▸ **Required work**
Repeat every one of the lines below word for word, but leave out the picture.

▸ **Excerpted records**
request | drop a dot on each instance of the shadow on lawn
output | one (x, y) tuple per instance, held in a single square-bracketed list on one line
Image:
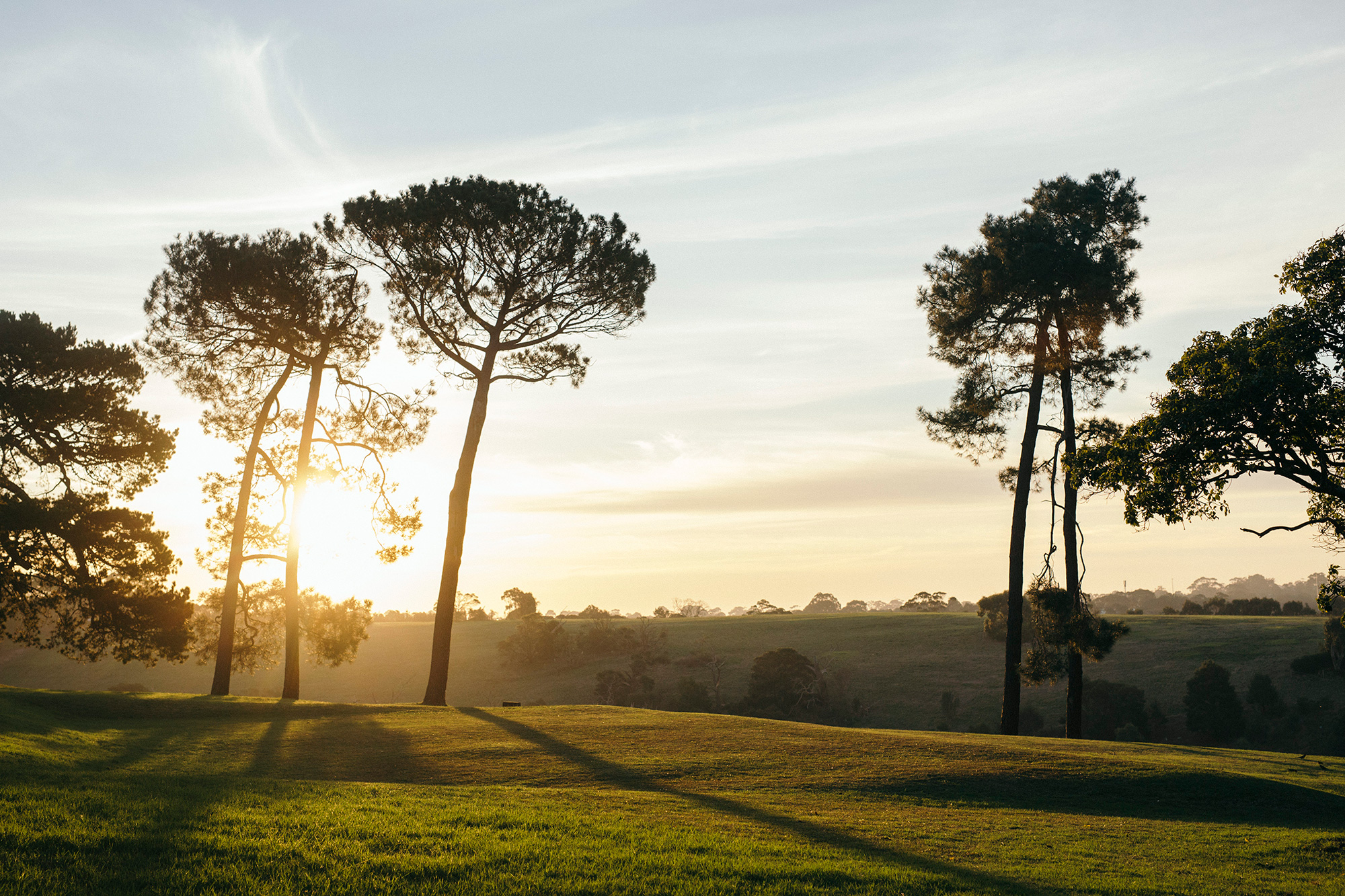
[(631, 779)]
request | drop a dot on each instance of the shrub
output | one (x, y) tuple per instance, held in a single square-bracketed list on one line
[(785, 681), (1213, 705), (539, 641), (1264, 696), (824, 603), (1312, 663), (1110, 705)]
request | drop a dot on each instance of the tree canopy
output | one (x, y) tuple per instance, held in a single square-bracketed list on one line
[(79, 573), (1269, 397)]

▸ **Output of the exercise**
request | drop a dot on each instance of the shadow on lawn
output | one (x, y) tuple per instance, held in a single square-bracketed list on one line
Image:
[(631, 779)]
request | drop a dot on each instance of the shrub
output | one (x, y) tuple per instance, held in a single square-bracketed list on one line
[(785, 681), (1213, 705), (539, 641), (1264, 696), (824, 603), (1312, 663), (1110, 705)]
request | drop a dot on each instance of the tree canopy
output | one (x, y) tuple per instance, held in a single square-bracketed list on one line
[(79, 573), (1269, 397)]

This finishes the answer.